▸ **What to work on**
Output the full listing exactly as written, with no pictures in it.

▸ **Records supplied**
##########
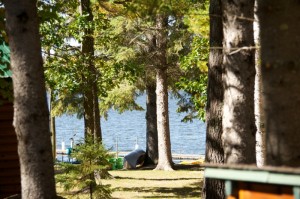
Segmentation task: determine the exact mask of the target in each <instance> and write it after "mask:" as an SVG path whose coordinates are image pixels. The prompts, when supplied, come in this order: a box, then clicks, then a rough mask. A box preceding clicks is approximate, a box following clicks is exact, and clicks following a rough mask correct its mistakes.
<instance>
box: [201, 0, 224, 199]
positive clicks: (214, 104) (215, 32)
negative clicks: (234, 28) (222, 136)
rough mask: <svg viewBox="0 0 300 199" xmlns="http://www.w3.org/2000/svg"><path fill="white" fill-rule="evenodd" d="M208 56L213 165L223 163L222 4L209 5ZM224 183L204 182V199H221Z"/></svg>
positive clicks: (207, 142) (209, 97) (210, 118)
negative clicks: (221, 4) (208, 57)
mask: <svg viewBox="0 0 300 199" xmlns="http://www.w3.org/2000/svg"><path fill="white" fill-rule="evenodd" d="M209 14H210V47H211V49H210V54H209V68H208V86H207V108H206V122H207V124H206V150H205V162H207V163H213V164H223V163H224V150H223V146H222V139H221V136H222V132H223V129H222V117H223V99H224V88H223V81H222V75H223V71H224V67H223V50H222V48H221V49H220V47H222V42H223V25H222V18H221V17H220V16H222V7H221V0H211V1H210V9H209ZM224 188H225V187H224V182H223V181H221V180H216V179H207V178H205V179H204V185H203V192H202V196H203V198H207V199H224V198H225V193H224V192H225V190H224Z"/></svg>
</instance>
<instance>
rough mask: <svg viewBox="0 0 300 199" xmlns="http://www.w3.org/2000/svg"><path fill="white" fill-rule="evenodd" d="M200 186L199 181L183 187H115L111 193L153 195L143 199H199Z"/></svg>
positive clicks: (201, 191) (143, 196) (199, 195)
mask: <svg viewBox="0 0 300 199" xmlns="http://www.w3.org/2000/svg"><path fill="white" fill-rule="evenodd" d="M202 186H203V181H199V182H193V183H190V184H188V185H187V186H183V187H170V188H168V187H130V188H123V187H116V188H114V190H113V191H121V192H144V193H153V194H152V196H143V198H157V197H158V196H161V197H162V198H174V197H175V198H192V197H199V198H200V196H201V192H202ZM169 194H172V195H169Z"/></svg>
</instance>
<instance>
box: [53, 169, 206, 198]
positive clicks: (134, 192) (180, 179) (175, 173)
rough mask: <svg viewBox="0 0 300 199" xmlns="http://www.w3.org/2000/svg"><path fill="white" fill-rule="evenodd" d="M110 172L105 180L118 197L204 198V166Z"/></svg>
mask: <svg viewBox="0 0 300 199" xmlns="http://www.w3.org/2000/svg"><path fill="white" fill-rule="evenodd" d="M109 173H110V175H111V176H112V178H111V179H104V180H102V183H103V184H110V185H111V188H112V191H113V192H112V197H113V198H114V199H136V198H157V199H158V198H159V199H163V198H167V199H171V198H191V199H195V198H197V199H199V198H201V190H202V181H203V170H202V169H201V168H200V167H182V166H181V167H177V170H175V171H154V170H152V169H146V170H140V169H139V170H115V171H109ZM57 191H58V193H59V195H61V196H63V197H65V198H71V196H70V195H69V194H66V193H65V192H63V191H62V189H61V188H59V187H58V189H57ZM73 198H74V197H73ZM75 198H76V197H75ZM78 198H88V195H87V194H85V195H79V196H78Z"/></svg>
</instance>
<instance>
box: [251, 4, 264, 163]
mask: <svg viewBox="0 0 300 199" xmlns="http://www.w3.org/2000/svg"><path fill="white" fill-rule="evenodd" d="M254 17H255V21H254V23H253V29H254V41H255V46H256V47H257V48H256V49H255V70H256V75H255V85H254V111H255V123H256V128H257V131H256V164H257V166H258V167H262V166H264V165H265V155H266V154H265V153H266V152H265V151H266V146H265V145H266V144H265V143H266V139H265V128H264V112H263V103H262V95H263V92H262V79H261V67H260V50H259V46H260V40H259V21H258V16H257V0H256V1H255V7H254Z"/></svg>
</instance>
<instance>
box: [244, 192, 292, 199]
mask: <svg viewBox="0 0 300 199" xmlns="http://www.w3.org/2000/svg"><path fill="white" fill-rule="evenodd" d="M253 198H261V199H294V196H293V195H289V194H285V193H282V194H276V193H264V192H256V191H250V190H240V191H239V199H253Z"/></svg>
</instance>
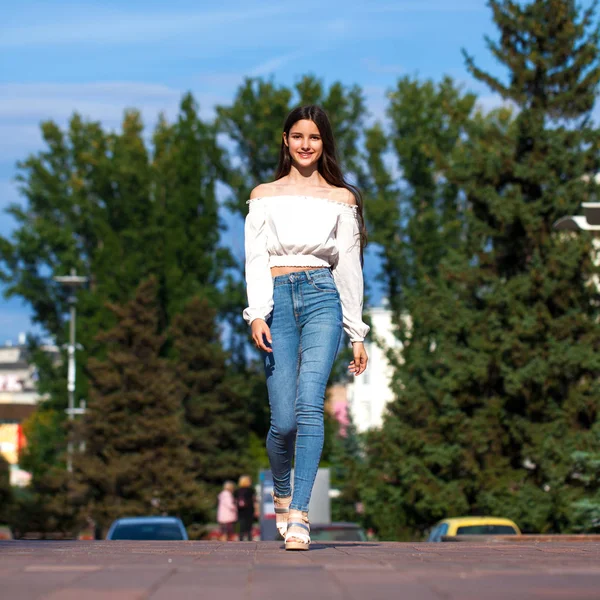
##########
▸ **Task response**
Segmentation task: determine the exact mask of the target in each <instance> and write it after "mask:" as an SVG path whose coordinates are image pixels. The prompts, when supplied, come in this order: a box, then clicks, then a rough mask. A box preceding clicks is approximate, a box following clicks is exact, and clicks following a rough mask correct its mistakes.
<instance>
box: [201, 0, 224, 199]
positive clicks: (214, 104) (215, 32)
negative clicks: (234, 28) (222, 136)
rough mask: <svg viewBox="0 0 300 199" xmlns="http://www.w3.org/2000/svg"><path fill="white" fill-rule="evenodd" d="M208 56L213 165L223 163L222 4L209 5ZM224 183L204 182V199H221Z"/></svg>
positive clicks: (207, 142) (209, 97) (210, 118)
negative clicks: (221, 4) (208, 57)
mask: <svg viewBox="0 0 300 199" xmlns="http://www.w3.org/2000/svg"><path fill="white" fill-rule="evenodd" d="M209 14H210V47H211V49H210V54H209V68H208V86H207V108H206V122H207V124H206V150H205V162H207V163H213V164H223V163H224V150H223V146H222V139H221V136H222V132H223V129H222V117H223V99H224V88H223V81H222V75H223V71H224V67H223V50H222V48H221V49H220V47H222V42H223V25H222V18H221V17H220V16H222V7H221V0H211V1H210V9H209ZM224 188H225V187H224V182H223V181H221V180H216V179H207V178H205V179H204V185H203V192H202V196H203V198H207V199H224V198H225V193H224V192H225V190H224Z"/></svg>
</instance>
<instance>
rough mask: <svg viewBox="0 0 300 199" xmlns="http://www.w3.org/2000/svg"><path fill="white" fill-rule="evenodd" d="M200 186L199 181L183 187H115L111 193L153 195L143 199H199Z"/></svg>
positive clicks: (201, 191) (143, 196) (199, 195)
mask: <svg viewBox="0 0 300 199" xmlns="http://www.w3.org/2000/svg"><path fill="white" fill-rule="evenodd" d="M202 186H203V181H199V182H193V183H190V184H188V185H187V186H183V187H170V188H168V187H130V188H123V187H116V188H114V190H113V191H121V192H144V193H153V194H152V196H143V198H157V197H158V196H161V197H162V198H174V197H175V198H192V197H199V198H200V196H201V192H202ZM169 194H172V195H169Z"/></svg>
</instance>
<instance>
box: [53, 169, 206, 198]
positive clicks: (134, 192) (180, 179) (175, 173)
rough mask: <svg viewBox="0 0 300 199" xmlns="http://www.w3.org/2000/svg"><path fill="white" fill-rule="evenodd" d="M110 172L105 180L118 197L204 198V166Z"/></svg>
mask: <svg viewBox="0 0 300 199" xmlns="http://www.w3.org/2000/svg"><path fill="white" fill-rule="evenodd" d="M109 173H110V175H111V176H112V178H111V179H104V180H102V183H103V184H110V185H111V188H112V191H113V192H112V197H113V198H114V199H136V198H157V199H158V198H159V199H163V198H167V199H171V198H191V199H195V198H197V199H199V198H201V190H202V181H203V170H202V169H201V168H200V167H182V166H181V167H177V170H175V171H154V170H152V169H146V170H140V169H139V170H115V171H109ZM57 191H58V193H59V195H61V196H63V197H65V198H71V196H70V195H69V194H66V193H65V192H63V191H62V189H61V188H59V187H58V189H57ZM73 198H74V197H73ZM75 198H76V197H75ZM78 198H88V195H87V194H85V195H79V196H78Z"/></svg>
</instance>
<instance>
box: [251, 4, 264, 163]
mask: <svg viewBox="0 0 300 199" xmlns="http://www.w3.org/2000/svg"><path fill="white" fill-rule="evenodd" d="M254 17H255V21H254V23H253V29H254V41H255V46H256V47H257V48H256V49H255V70H256V75H255V85H254V111H255V123H256V128H257V131H256V164H257V166H258V167H262V166H264V165H265V155H266V154H265V153H266V152H265V151H266V146H265V145H266V144H265V143H266V139H265V128H264V112H263V103H262V95H263V92H262V79H261V67H260V50H259V46H260V40H259V21H258V16H257V0H256V1H255V7H254Z"/></svg>
</instance>
<instance>
box: [244, 192, 292, 199]
mask: <svg viewBox="0 0 300 199" xmlns="http://www.w3.org/2000/svg"><path fill="white" fill-rule="evenodd" d="M253 198H261V199H294V196H293V195H289V194H285V193H282V194H276V193H264V192H256V191H250V190H240V191H239V199H253Z"/></svg>
</instance>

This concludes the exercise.